# taz.de -- Prozess zu Autobrandserie in Berlin: Aus Frust und Sozialneid gezündelt
       
       > Aus Frust soll ein 28-jähriger Angeklagter im vergangenen Jahr 102 Autos
       > in Brand gesteckt haben. Nun muss er sich dafür vor Gericht verantworten
       > und gibt sich reumütig.
       
 (IMG) Bild: Die Serie hielt die Stadt auf Trab: ausgebranntes Auto in Berlin.
       
       BERLIN taz | Wohl niemand sonst hat in Berlin allein so viele Autos
       angezündet wie dieser Mann in Cargohose und blauem Strickpullover. 102
       Autos waren es im vergangenen Sommer, und seit Freitag muss sich André H.
       vor der 17. Großen Strafkammer des Landgerichts dafür verantworten.
       
       Der 28-Jährige hat ein Geständnis abgelegt und er zeigt Reue. Seinen Anwalt
       lässt er eine Erklärung verlesen. „Ich bitte die Geschädigten sowie die
       Öffentlichkeit nachhaltig und ernsthaft um Vergebung“, heißt es darin. Ihm
       bereite „noch immer heftigste Gewissensbisse“, dass auch Menschen in Gefahr
       geraten sind. Da in vier Fällen auch Häuser betroffen waren, wirft die
       Staatsanwaltschaft dem Angeklagten neben einfacher auch schwere
       Brandstiftung vor. Darauf steht eine Haftstrafe von einem bis 15 Jahren.

.....

▶ [Aufgabenstellung] Übertrage den Satz „Der 28-Jährige hat ein Geständnis abgelegt und er zeigt Reue.“ aus dem Textauszug oben ins Englische.

.....

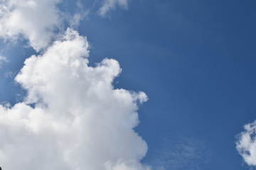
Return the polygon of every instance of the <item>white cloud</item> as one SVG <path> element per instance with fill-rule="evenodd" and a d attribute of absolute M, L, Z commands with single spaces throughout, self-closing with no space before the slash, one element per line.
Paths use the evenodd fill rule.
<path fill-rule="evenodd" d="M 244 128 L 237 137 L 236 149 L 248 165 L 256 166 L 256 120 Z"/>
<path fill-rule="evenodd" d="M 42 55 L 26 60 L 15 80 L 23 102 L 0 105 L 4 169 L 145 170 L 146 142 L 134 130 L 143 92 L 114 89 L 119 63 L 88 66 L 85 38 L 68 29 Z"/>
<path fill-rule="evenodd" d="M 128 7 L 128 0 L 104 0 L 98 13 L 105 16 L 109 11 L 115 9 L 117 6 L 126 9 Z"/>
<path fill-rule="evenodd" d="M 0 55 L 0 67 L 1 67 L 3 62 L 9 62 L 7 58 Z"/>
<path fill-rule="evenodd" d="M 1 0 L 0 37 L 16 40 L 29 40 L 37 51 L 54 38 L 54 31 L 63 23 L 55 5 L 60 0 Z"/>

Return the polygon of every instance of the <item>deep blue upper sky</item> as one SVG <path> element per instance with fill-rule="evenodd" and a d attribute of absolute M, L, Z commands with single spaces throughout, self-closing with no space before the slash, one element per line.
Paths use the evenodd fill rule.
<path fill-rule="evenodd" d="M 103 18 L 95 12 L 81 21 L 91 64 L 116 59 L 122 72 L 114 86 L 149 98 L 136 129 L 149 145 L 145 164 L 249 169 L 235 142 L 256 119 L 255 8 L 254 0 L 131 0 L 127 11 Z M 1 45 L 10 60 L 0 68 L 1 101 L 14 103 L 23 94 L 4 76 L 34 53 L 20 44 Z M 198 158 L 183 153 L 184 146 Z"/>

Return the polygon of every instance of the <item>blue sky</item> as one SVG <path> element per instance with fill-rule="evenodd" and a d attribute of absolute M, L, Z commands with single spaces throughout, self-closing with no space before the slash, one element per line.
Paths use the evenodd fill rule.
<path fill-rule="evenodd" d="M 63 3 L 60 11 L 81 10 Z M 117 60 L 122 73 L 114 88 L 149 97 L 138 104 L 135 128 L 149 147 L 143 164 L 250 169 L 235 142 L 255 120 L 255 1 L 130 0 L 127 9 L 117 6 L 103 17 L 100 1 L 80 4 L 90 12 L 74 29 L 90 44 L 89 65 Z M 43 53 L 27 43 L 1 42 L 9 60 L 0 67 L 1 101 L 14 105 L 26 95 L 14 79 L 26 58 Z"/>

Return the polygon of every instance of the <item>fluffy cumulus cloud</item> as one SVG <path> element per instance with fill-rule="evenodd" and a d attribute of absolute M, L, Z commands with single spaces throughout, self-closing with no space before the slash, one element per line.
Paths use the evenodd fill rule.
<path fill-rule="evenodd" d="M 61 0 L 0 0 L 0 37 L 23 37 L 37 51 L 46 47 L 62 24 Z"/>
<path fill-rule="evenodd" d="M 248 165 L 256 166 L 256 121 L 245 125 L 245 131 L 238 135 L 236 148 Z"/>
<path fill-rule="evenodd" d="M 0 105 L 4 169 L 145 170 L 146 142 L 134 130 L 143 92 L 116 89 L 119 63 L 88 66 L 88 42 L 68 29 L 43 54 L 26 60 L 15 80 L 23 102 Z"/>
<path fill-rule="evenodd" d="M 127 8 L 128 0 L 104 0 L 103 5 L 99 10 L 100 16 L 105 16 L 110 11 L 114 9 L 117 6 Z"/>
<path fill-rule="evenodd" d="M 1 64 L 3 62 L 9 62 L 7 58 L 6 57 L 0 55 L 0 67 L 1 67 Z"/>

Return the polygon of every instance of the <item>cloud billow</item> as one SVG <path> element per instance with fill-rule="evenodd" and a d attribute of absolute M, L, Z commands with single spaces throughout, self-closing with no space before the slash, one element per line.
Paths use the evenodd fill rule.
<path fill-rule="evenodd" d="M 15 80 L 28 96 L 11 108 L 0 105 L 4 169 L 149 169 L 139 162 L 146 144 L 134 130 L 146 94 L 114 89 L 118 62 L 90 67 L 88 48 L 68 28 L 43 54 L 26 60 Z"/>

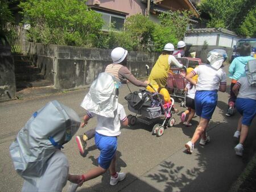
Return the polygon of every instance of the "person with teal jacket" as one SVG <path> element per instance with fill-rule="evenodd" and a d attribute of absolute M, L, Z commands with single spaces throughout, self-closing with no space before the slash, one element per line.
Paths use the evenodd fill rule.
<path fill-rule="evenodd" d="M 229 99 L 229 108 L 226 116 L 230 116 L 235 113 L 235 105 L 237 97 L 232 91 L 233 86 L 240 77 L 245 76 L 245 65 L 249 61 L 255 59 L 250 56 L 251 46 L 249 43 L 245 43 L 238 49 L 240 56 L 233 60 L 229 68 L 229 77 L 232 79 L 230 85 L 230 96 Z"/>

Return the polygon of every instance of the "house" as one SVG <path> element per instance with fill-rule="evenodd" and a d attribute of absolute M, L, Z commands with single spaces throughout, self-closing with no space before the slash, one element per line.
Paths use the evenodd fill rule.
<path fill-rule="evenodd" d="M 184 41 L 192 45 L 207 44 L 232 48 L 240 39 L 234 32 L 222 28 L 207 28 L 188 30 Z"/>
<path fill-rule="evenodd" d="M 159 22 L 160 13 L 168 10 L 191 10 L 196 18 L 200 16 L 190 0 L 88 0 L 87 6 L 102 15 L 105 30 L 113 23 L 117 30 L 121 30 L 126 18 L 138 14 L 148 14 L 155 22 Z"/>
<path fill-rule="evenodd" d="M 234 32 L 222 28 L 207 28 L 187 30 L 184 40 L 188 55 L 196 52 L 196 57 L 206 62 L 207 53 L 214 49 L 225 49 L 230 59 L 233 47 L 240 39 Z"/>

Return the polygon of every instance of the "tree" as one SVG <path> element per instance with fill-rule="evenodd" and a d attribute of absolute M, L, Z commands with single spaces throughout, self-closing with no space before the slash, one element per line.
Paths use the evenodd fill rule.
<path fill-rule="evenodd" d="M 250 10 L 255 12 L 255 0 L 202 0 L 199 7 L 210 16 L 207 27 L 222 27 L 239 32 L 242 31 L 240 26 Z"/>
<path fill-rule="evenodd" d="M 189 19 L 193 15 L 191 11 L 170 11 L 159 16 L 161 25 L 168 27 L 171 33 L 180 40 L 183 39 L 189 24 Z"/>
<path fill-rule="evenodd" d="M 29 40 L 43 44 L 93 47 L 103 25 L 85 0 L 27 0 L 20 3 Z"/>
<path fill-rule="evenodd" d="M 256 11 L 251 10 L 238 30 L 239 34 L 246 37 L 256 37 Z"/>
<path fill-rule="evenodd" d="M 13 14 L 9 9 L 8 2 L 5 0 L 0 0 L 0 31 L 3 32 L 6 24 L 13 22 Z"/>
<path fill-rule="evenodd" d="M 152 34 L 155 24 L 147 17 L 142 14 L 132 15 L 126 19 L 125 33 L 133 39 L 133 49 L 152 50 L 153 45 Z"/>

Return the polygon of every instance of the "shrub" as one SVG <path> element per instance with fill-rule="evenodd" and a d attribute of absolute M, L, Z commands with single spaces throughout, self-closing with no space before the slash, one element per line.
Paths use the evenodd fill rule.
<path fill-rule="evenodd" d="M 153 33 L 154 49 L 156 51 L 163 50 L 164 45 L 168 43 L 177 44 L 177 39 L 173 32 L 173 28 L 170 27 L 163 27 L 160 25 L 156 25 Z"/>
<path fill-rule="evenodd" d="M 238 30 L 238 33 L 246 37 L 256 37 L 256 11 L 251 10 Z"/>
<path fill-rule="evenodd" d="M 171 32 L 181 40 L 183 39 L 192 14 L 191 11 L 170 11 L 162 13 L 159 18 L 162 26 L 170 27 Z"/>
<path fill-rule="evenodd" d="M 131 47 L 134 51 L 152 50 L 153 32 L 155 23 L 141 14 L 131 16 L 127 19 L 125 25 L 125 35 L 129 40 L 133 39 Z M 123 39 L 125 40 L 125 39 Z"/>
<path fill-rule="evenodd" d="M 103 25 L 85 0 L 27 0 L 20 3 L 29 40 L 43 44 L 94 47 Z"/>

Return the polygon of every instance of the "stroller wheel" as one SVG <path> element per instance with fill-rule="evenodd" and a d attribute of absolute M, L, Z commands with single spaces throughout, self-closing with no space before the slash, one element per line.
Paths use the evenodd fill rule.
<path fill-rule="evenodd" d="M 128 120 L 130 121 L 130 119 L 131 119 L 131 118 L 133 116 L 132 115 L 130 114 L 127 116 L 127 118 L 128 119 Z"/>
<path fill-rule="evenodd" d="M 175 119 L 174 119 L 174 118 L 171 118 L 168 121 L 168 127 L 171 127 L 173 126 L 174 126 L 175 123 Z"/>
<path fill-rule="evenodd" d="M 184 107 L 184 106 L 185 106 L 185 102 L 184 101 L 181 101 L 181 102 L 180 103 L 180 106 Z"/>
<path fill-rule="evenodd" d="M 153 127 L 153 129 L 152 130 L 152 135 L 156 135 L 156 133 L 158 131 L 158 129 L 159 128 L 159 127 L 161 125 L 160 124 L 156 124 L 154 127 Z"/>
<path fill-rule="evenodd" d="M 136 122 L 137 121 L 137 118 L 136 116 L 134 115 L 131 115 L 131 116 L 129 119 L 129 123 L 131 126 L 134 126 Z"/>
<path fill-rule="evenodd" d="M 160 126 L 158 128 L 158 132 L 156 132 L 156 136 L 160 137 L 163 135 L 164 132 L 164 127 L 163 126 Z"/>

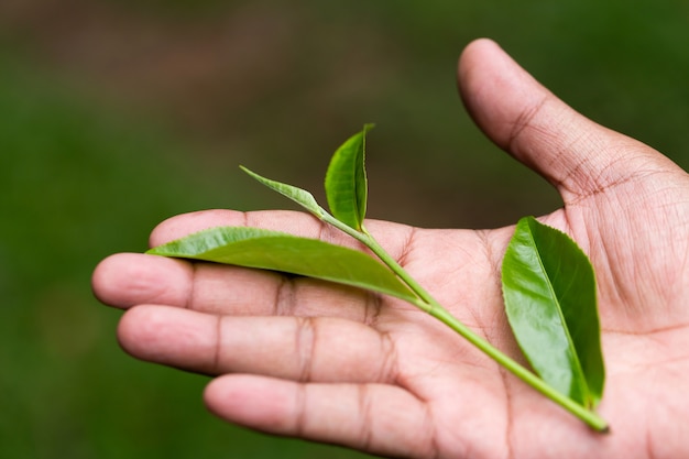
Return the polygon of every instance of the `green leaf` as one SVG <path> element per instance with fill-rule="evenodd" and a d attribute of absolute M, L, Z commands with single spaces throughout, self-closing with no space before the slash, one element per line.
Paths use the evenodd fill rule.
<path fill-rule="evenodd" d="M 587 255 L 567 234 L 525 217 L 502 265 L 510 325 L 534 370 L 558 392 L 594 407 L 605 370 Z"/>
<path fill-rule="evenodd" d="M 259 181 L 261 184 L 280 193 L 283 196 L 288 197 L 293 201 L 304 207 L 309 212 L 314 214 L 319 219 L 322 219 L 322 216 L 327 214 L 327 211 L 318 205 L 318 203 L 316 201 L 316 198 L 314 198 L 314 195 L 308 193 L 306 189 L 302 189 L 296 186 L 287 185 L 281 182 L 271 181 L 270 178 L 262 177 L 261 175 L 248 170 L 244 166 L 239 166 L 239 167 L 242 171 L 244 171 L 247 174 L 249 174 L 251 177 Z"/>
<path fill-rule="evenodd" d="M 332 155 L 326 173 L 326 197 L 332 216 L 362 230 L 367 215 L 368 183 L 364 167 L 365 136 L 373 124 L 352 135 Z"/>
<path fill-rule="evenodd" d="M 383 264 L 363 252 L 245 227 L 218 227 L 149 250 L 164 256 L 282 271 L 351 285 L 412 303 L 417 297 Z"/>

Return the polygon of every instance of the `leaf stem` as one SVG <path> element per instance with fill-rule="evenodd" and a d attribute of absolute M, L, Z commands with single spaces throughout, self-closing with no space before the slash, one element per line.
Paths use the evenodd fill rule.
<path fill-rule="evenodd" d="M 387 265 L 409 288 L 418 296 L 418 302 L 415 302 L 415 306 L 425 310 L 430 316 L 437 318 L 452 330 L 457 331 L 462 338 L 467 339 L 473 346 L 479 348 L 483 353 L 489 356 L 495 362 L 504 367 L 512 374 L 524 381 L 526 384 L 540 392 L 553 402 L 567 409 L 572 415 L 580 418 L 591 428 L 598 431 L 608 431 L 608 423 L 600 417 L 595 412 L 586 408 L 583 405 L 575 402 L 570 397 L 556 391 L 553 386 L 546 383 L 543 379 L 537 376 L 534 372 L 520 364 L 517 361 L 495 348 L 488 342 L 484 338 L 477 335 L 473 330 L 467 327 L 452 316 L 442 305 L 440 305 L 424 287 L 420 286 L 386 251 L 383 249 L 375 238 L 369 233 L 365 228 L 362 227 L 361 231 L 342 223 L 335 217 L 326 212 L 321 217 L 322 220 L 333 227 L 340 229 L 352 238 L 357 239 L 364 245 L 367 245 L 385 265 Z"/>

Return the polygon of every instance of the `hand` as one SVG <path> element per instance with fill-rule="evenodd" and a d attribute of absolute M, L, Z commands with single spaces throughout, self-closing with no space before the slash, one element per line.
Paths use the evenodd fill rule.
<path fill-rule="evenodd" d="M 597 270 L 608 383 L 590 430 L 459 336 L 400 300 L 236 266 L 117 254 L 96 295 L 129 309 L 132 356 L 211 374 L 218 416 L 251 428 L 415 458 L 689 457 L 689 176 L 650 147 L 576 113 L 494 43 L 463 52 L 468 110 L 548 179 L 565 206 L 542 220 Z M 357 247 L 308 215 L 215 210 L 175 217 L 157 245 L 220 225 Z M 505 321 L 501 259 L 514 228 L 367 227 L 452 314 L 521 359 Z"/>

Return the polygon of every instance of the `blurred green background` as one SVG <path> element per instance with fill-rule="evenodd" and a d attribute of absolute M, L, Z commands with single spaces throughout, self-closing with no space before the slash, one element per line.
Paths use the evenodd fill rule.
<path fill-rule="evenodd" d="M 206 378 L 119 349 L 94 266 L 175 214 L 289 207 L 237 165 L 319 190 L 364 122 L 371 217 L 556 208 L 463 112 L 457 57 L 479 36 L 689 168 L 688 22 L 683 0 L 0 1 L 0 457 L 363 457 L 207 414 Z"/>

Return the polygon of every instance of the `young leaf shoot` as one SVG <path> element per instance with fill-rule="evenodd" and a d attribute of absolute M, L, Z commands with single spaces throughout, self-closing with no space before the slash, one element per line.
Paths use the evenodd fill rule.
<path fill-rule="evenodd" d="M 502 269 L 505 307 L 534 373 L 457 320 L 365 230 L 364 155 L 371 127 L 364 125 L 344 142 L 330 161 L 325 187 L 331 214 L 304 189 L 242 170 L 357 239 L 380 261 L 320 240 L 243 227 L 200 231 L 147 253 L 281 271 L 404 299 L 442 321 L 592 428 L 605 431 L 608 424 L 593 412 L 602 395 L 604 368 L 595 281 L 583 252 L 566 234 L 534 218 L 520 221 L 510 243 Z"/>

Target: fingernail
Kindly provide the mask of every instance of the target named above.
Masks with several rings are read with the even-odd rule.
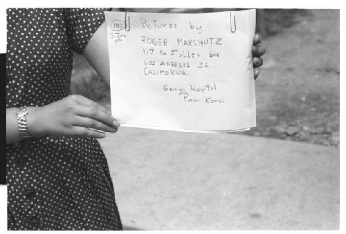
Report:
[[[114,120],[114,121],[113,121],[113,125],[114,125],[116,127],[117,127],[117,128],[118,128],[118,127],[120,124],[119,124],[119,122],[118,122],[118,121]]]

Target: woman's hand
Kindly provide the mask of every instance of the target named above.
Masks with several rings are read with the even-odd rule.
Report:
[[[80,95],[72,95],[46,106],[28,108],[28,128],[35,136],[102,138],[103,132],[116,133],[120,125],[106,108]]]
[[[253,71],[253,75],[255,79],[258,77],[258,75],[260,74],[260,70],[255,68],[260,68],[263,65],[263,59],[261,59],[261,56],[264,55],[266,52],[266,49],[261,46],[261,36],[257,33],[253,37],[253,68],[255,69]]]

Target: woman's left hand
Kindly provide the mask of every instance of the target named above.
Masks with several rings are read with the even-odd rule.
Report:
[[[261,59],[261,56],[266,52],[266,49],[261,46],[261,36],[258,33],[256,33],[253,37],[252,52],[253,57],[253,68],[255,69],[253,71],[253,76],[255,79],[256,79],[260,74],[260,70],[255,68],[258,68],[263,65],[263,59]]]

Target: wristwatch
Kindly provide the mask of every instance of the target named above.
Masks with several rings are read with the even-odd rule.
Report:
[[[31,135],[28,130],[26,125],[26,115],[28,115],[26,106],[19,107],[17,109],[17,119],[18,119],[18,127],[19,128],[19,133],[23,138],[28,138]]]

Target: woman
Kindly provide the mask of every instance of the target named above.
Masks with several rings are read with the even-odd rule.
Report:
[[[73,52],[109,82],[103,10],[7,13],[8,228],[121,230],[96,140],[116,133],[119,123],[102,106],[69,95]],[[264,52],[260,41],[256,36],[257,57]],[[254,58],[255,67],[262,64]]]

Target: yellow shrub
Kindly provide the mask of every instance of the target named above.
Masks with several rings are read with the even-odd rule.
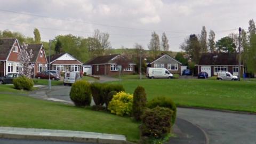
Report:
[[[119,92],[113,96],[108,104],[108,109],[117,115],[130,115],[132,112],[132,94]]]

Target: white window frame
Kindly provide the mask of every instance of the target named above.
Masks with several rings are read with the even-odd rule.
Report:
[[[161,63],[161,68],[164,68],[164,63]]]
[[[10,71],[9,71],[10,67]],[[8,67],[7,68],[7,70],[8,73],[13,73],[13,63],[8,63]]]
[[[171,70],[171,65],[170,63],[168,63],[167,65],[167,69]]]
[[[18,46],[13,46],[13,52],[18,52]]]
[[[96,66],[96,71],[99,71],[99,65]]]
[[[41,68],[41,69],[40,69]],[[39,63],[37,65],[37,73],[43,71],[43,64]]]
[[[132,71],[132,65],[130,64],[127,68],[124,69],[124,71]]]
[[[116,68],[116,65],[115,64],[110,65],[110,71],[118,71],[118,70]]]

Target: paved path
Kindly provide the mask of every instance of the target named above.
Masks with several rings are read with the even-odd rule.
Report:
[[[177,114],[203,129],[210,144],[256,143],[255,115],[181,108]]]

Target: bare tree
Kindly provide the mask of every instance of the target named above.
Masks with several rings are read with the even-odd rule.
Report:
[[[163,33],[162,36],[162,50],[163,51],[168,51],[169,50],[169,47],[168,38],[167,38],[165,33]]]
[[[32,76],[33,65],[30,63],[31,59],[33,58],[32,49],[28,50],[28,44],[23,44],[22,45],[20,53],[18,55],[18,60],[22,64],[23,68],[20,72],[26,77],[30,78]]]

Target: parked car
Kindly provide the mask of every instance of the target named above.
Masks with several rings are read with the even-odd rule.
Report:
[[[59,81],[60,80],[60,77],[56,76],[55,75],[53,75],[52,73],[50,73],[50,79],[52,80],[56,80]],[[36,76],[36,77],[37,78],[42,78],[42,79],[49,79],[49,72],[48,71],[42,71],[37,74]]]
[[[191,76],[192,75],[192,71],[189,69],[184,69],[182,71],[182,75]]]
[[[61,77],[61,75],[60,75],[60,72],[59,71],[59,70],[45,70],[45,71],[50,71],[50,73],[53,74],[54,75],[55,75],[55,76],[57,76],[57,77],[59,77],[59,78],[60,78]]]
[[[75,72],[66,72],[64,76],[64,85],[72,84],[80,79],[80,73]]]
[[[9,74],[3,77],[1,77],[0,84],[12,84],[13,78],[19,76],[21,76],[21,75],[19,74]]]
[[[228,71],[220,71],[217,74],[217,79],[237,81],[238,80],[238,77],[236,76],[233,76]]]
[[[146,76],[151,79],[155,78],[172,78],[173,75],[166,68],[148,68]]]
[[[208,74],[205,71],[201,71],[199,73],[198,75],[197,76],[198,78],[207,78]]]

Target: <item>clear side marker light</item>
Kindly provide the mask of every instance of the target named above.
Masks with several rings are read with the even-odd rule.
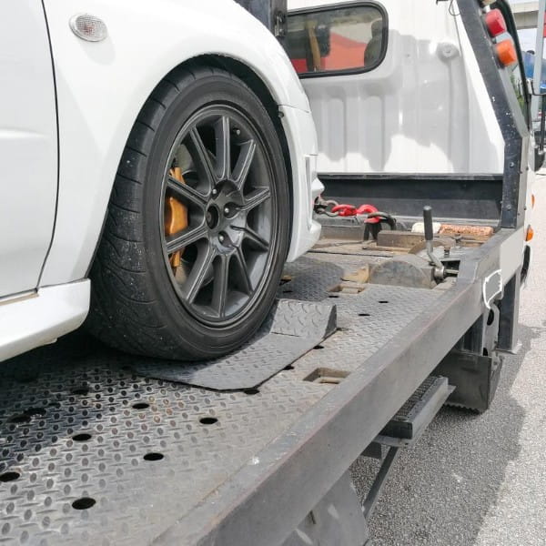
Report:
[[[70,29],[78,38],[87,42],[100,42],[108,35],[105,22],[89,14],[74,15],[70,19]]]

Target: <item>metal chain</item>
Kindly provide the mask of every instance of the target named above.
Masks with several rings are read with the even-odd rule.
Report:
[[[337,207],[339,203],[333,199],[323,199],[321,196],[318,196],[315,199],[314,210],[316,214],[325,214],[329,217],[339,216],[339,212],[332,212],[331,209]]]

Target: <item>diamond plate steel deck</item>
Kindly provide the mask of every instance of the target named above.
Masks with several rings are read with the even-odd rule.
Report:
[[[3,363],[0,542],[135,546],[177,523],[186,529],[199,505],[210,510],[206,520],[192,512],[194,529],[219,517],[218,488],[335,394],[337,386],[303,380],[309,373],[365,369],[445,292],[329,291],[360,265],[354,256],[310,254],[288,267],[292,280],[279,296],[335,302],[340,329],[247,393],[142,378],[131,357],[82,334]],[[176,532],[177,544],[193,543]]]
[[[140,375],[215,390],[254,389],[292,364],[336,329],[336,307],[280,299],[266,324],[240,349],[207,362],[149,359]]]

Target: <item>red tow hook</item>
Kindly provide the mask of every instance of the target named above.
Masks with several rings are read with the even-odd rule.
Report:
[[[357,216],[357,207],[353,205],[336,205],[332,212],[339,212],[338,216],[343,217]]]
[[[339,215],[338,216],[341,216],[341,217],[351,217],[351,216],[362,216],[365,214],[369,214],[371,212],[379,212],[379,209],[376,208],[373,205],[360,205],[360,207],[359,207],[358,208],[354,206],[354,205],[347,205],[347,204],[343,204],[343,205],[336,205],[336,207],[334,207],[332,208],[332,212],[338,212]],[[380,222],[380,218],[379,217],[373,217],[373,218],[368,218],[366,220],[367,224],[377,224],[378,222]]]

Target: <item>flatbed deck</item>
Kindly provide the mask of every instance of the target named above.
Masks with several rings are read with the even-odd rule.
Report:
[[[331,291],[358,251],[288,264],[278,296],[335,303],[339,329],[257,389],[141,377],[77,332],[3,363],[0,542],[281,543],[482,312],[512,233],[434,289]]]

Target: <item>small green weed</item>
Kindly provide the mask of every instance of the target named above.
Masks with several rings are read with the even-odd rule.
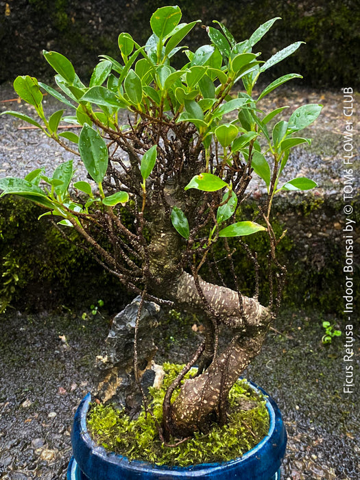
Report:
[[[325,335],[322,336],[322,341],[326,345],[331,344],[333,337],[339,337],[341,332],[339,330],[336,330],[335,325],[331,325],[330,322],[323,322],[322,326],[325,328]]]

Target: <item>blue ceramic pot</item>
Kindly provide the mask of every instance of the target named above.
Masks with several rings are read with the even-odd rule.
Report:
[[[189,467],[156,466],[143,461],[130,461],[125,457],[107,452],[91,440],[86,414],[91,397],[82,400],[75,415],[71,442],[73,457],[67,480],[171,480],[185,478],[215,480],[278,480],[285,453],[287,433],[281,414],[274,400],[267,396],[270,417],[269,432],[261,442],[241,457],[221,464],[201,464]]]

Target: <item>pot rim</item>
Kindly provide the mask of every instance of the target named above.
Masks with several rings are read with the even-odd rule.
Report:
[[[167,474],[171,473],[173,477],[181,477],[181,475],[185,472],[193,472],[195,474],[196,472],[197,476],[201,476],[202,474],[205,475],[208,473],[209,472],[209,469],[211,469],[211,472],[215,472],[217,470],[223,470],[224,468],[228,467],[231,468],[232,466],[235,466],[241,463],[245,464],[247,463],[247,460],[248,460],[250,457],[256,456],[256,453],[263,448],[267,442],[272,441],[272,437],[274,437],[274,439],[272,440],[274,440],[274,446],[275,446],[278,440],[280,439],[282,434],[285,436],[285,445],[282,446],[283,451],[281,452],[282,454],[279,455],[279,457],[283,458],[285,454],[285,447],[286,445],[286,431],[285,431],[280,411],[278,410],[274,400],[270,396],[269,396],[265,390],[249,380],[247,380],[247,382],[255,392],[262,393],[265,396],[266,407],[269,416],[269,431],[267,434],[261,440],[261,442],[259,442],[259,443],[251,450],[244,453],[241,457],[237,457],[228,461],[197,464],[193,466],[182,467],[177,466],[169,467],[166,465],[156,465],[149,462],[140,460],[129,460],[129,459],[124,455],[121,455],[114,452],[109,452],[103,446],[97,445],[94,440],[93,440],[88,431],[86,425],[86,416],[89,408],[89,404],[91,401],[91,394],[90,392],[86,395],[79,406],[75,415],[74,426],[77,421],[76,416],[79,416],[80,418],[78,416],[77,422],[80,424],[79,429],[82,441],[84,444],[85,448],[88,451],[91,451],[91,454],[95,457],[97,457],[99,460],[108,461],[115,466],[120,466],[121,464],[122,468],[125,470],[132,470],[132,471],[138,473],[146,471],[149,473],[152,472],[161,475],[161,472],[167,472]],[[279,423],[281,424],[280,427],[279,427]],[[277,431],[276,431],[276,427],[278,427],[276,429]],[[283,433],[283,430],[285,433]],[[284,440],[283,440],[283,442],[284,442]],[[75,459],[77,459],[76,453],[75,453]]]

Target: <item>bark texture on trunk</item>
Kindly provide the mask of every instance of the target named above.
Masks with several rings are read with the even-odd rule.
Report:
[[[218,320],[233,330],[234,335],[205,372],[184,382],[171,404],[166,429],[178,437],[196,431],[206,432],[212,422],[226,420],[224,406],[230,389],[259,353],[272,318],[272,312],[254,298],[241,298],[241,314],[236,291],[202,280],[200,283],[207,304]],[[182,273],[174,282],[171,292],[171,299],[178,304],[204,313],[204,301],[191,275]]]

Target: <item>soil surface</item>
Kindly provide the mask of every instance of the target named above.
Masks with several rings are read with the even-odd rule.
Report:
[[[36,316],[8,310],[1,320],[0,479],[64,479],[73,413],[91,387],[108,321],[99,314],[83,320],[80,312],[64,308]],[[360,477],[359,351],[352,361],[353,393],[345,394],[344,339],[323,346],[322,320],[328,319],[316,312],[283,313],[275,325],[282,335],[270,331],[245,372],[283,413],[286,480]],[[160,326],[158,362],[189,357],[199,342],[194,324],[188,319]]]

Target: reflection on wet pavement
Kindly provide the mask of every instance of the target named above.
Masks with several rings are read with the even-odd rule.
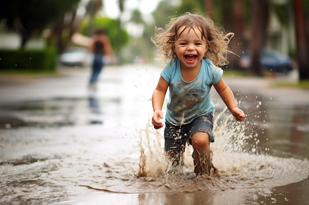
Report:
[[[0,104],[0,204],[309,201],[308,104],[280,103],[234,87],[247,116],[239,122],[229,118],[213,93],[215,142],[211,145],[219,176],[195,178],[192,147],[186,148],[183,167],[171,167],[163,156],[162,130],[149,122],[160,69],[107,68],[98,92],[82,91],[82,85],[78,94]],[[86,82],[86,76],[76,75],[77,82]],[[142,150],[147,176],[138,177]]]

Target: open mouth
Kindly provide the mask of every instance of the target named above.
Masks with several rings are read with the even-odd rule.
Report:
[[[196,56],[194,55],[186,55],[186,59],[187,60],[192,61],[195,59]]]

.....

▶ [Lösung] The 28-year-old has made a confession, and he shows remorse.